◆ Brief: Report every line in the rows below that contains the string "floodlight", treating uppercase and lowercase letters as distinct.

◆ Dataset rows about object locations:
** Start **
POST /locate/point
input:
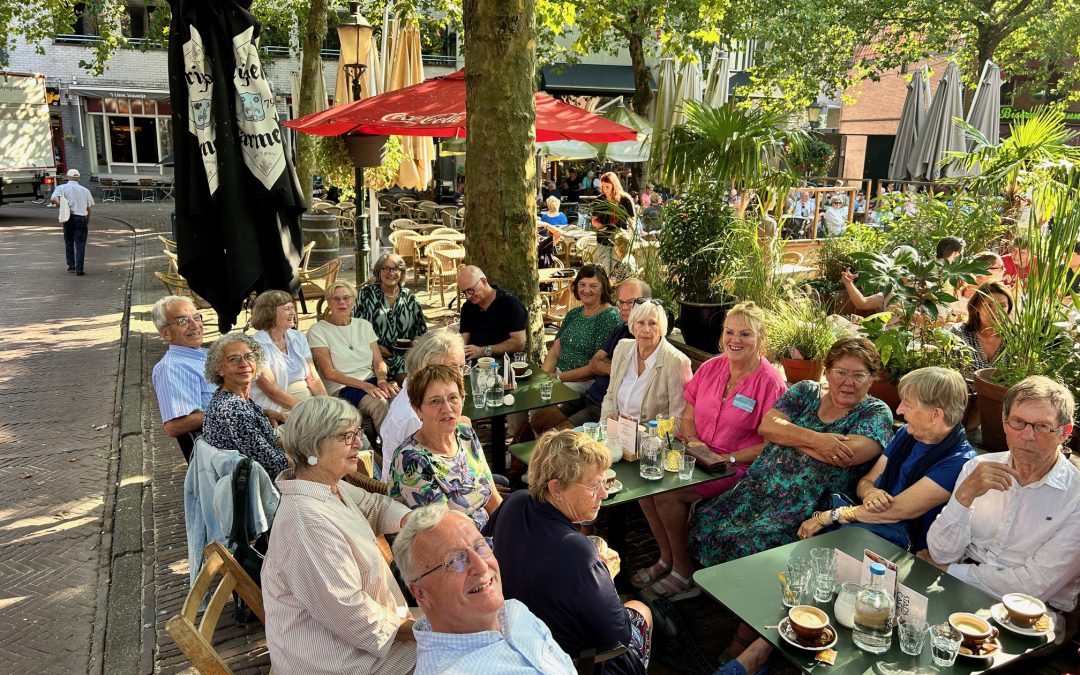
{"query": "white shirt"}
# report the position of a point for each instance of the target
(78, 197)
(350, 348)
(400, 423)
(633, 386)
(1026, 538)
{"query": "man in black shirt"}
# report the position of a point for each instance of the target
(493, 321)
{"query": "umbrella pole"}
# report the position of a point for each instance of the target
(361, 241)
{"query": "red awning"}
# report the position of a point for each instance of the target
(436, 108)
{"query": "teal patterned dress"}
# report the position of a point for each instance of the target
(783, 486)
(402, 321)
(462, 482)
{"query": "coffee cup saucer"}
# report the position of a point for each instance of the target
(827, 637)
(1000, 616)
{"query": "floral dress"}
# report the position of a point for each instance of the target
(404, 320)
(463, 482)
(783, 486)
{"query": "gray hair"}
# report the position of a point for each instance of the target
(937, 388)
(645, 311)
(643, 288)
(215, 355)
(1042, 389)
(422, 520)
(430, 348)
(313, 420)
(160, 310)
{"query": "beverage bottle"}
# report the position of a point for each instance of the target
(874, 606)
(650, 455)
(495, 392)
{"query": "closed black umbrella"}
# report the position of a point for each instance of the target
(238, 199)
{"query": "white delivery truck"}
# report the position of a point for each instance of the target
(27, 166)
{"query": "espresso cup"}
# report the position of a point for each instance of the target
(973, 630)
(1024, 610)
(808, 623)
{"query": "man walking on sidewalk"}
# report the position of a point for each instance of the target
(77, 226)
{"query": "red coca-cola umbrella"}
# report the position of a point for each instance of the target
(436, 108)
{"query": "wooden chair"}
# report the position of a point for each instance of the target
(177, 285)
(313, 283)
(442, 269)
(194, 635)
(590, 661)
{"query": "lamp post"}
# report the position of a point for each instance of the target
(355, 34)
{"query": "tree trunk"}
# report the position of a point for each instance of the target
(314, 35)
(643, 96)
(500, 75)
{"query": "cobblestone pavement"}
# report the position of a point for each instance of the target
(59, 346)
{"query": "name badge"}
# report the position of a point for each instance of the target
(744, 403)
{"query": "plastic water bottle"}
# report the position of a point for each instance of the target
(874, 606)
(495, 388)
(650, 456)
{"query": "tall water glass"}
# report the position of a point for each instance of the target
(824, 572)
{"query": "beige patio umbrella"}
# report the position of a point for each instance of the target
(406, 69)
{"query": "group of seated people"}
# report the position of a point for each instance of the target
(511, 582)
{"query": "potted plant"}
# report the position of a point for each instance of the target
(906, 335)
(799, 334)
(1041, 336)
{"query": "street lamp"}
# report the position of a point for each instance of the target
(354, 36)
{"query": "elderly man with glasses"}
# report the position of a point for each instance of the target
(181, 388)
(493, 320)
(468, 626)
(1013, 522)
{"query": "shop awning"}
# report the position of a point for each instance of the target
(590, 79)
(119, 92)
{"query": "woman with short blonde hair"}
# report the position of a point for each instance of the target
(555, 570)
(288, 374)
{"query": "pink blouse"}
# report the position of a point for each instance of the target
(730, 424)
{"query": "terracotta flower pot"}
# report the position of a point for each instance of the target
(798, 369)
(991, 396)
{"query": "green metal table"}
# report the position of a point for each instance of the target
(634, 487)
(526, 397)
(748, 586)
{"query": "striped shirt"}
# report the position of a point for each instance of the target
(332, 603)
(180, 383)
(523, 644)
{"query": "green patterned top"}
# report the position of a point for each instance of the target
(580, 336)
(404, 320)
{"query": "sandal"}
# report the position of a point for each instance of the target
(676, 588)
(644, 578)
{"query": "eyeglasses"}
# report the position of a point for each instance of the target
(459, 561)
(471, 292)
(348, 436)
(183, 321)
(1020, 424)
(454, 400)
(859, 377)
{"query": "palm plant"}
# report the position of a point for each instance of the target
(729, 146)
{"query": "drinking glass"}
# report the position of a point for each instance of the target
(944, 644)
(913, 635)
(823, 561)
(799, 574)
(686, 470)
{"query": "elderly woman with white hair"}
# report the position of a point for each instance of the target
(648, 374)
(910, 482)
(392, 310)
(332, 602)
(232, 420)
(440, 347)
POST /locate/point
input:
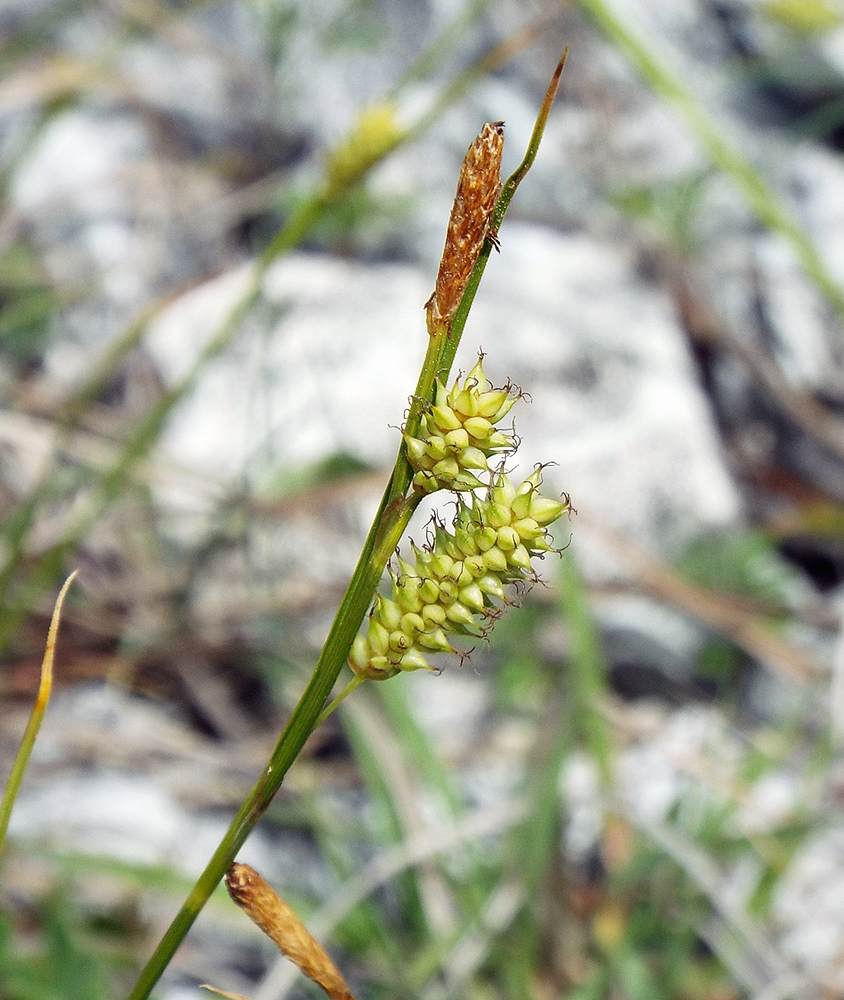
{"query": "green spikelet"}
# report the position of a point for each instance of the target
(459, 435)
(455, 585)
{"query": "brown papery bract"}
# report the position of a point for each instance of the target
(478, 187)
(262, 904)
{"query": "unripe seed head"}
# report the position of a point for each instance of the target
(495, 560)
(544, 510)
(487, 538)
(475, 565)
(457, 440)
(415, 449)
(460, 614)
(473, 458)
(445, 418)
(491, 585)
(400, 642)
(412, 623)
(436, 449)
(387, 612)
(528, 529)
(478, 428)
(497, 514)
(381, 669)
(466, 403)
(490, 402)
(359, 655)
(435, 641)
(473, 597)
(520, 558)
(520, 505)
(432, 614)
(414, 660)
(508, 538)
(446, 469)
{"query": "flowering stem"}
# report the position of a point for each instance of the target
(397, 505)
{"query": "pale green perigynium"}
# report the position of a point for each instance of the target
(459, 435)
(455, 586)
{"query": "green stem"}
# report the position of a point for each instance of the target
(387, 528)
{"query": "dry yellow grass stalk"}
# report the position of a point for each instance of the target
(262, 904)
(478, 187)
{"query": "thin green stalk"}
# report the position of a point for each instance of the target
(762, 199)
(113, 480)
(387, 528)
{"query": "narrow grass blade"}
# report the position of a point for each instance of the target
(765, 203)
(34, 724)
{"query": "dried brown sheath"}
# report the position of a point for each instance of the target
(478, 187)
(256, 897)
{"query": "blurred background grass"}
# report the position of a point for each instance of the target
(571, 820)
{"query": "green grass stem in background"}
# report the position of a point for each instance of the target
(764, 202)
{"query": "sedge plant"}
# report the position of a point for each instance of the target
(452, 442)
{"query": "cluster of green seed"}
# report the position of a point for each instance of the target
(459, 434)
(456, 584)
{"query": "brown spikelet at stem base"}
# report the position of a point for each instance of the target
(262, 904)
(478, 187)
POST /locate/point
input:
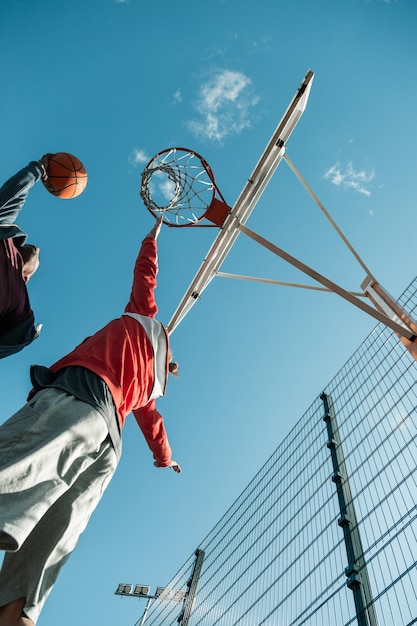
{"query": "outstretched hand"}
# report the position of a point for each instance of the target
(44, 164)
(156, 229)
(174, 466)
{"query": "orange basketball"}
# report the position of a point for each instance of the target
(67, 176)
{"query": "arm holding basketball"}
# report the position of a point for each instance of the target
(14, 192)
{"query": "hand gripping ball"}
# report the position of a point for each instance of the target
(67, 176)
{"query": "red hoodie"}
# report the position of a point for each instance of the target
(123, 355)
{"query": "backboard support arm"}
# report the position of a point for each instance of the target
(398, 327)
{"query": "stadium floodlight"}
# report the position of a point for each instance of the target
(123, 590)
(141, 591)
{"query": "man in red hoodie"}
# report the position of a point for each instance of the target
(59, 452)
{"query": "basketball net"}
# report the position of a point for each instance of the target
(194, 198)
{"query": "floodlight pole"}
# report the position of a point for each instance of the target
(186, 596)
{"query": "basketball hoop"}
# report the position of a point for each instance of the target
(178, 185)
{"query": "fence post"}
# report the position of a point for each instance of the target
(356, 570)
(192, 589)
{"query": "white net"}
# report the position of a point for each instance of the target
(178, 185)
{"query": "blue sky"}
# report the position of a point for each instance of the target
(116, 82)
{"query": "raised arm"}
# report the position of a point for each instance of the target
(152, 426)
(14, 192)
(142, 296)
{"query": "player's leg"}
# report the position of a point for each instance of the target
(32, 570)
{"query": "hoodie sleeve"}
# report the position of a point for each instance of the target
(152, 426)
(142, 297)
(14, 192)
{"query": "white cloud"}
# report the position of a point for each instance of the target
(223, 105)
(138, 157)
(178, 96)
(350, 178)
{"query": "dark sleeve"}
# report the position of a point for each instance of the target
(142, 296)
(14, 192)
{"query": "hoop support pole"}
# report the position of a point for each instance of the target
(384, 302)
(283, 283)
(327, 215)
(401, 330)
(246, 201)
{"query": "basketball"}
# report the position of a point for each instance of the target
(67, 176)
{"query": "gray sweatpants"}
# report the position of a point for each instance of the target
(56, 459)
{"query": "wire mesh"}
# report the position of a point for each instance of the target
(278, 557)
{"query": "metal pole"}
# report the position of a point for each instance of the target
(356, 571)
(192, 584)
(148, 604)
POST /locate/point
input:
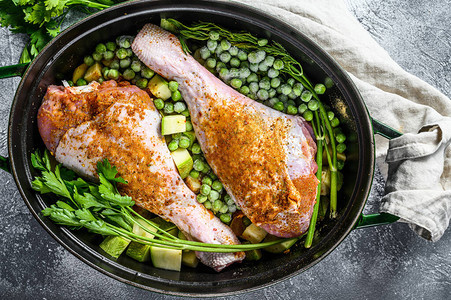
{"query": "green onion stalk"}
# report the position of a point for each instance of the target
(244, 40)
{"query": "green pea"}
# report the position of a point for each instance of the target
(278, 64)
(179, 107)
(302, 108)
(335, 122)
(242, 55)
(225, 57)
(88, 60)
(232, 208)
(113, 74)
(273, 73)
(320, 88)
(252, 78)
(328, 82)
(205, 189)
(185, 113)
(201, 198)
(217, 205)
(159, 103)
(286, 89)
(173, 145)
(124, 41)
(225, 218)
(224, 209)
(100, 48)
(340, 138)
(313, 105)
(173, 86)
(210, 63)
(306, 96)
(292, 110)
(81, 82)
(234, 62)
(262, 94)
(176, 96)
(225, 45)
(217, 185)
(340, 164)
(125, 63)
(136, 66)
(194, 174)
(244, 90)
(207, 204)
(236, 83)
(233, 51)
(128, 74)
(279, 106)
(212, 44)
(188, 124)
(168, 108)
(308, 115)
(214, 35)
(121, 53)
(298, 88)
(97, 56)
(204, 52)
(115, 64)
(207, 180)
(111, 46)
(142, 83)
(196, 148)
(184, 142)
(228, 199)
(214, 195)
(198, 165)
(341, 148)
(147, 72)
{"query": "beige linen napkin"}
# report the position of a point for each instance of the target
(395, 97)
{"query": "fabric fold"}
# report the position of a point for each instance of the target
(419, 163)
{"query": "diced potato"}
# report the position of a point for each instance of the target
(159, 87)
(194, 184)
(79, 72)
(164, 258)
(190, 259)
(254, 234)
(93, 73)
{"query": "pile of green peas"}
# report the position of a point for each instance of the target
(258, 76)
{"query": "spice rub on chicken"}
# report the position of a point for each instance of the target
(264, 158)
(82, 126)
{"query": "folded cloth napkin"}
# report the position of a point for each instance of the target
(419, 173)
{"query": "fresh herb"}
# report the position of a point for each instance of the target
(101, 209)
(42, 20)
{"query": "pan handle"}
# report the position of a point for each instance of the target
(6, 72)
(379, 218)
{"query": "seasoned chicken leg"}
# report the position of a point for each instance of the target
(264, 158)
(122, 125)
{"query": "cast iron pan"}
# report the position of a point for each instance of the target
(66, 51)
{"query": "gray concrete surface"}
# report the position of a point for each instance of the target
(379, 263)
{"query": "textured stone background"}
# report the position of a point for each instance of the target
(379, 263)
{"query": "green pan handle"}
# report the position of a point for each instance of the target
(6, 72)
(379, 218)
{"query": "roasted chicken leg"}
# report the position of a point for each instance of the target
(82, 127)
(264, 158)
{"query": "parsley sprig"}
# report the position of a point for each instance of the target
(100, 208)
(42, 20)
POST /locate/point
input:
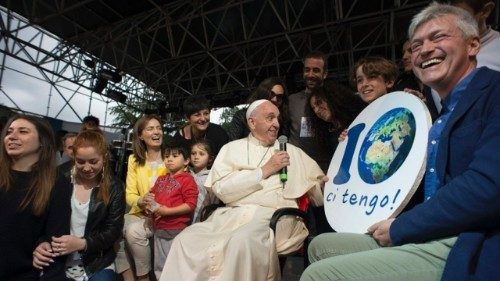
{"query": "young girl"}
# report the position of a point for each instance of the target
(374, 77)
(201, 160)
(175, 196)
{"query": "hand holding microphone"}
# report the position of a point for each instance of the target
(277, 164)
(283, 173)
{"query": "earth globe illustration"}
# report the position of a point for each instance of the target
(386, 145)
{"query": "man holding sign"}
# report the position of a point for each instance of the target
(455, 233)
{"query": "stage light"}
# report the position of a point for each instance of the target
(116, 96)
(110, 75)
(99, 85)
(89, 63)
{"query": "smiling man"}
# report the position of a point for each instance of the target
(314, 73)
(455, 233)
(235, 242)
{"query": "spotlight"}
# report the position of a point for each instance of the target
(116, 96)
(110, 75)
(89, 63)
(99, 85)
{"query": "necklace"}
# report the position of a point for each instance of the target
(248, 153)
(193, 137)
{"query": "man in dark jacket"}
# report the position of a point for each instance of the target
(455, 233)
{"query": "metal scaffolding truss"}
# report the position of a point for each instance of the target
(220, 48)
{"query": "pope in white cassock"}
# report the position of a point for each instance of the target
(235, 243)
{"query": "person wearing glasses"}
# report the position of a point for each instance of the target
(272, 89)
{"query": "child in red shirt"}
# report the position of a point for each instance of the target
(175, 197)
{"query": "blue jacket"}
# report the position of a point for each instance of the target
(467, 204)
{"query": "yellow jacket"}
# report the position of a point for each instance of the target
(137, 183)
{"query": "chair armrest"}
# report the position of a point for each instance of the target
(287, 212)
(208, 210)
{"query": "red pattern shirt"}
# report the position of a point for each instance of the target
(172, 191)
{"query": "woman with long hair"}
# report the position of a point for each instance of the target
(197, 111)
(272, 89)
(334, 107)
(145, 165)
(34, 203)
(97, 209)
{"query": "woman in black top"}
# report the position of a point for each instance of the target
(97, 210)
(272, 89)
(197, 112)
(34, 205)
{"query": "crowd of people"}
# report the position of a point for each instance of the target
(78, 221)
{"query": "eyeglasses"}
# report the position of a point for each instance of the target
(279, 97)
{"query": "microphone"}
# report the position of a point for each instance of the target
(283, 173)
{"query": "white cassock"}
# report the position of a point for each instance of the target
(235, 243)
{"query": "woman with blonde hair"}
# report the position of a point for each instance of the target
(144, 166)
(97, 209)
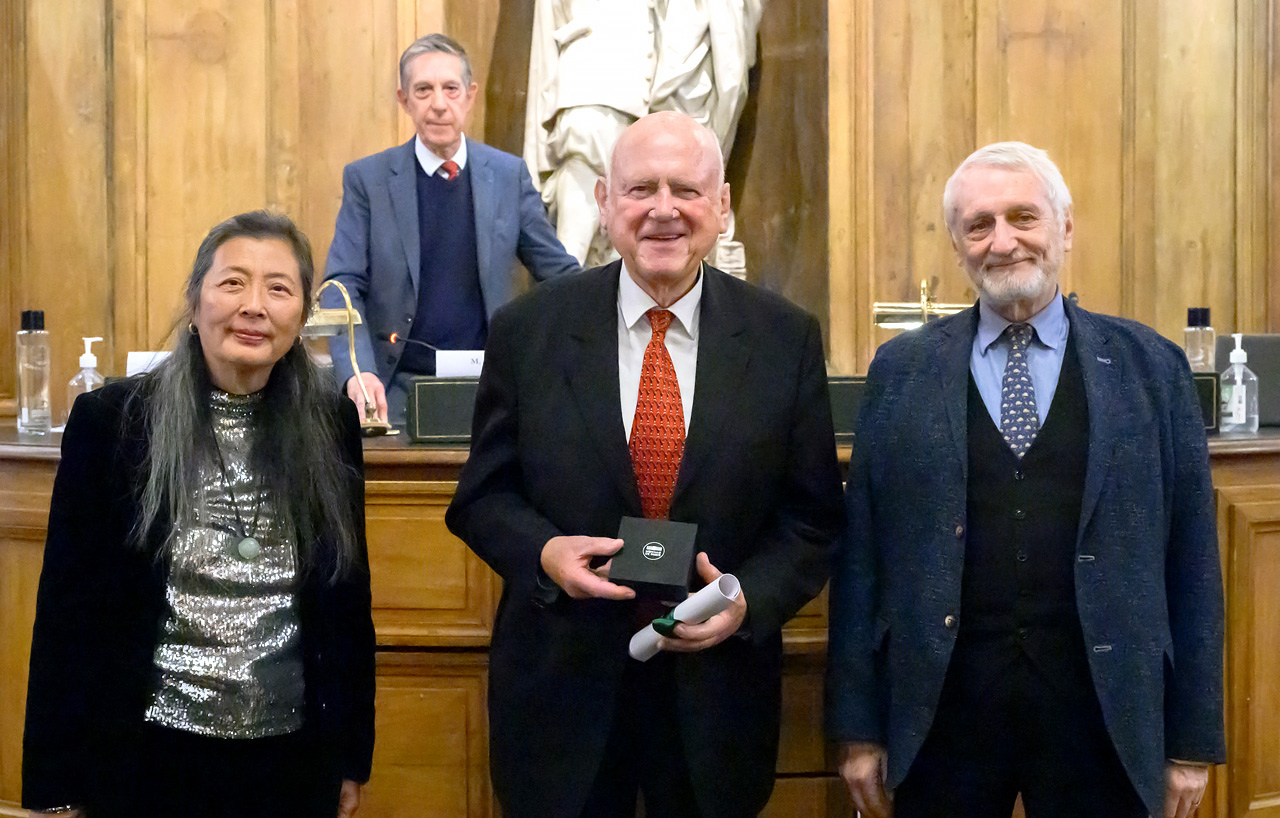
** End **
◆ Expected answer:
{"query": "stadium floodlight"}
{"query": "floodlight pole"}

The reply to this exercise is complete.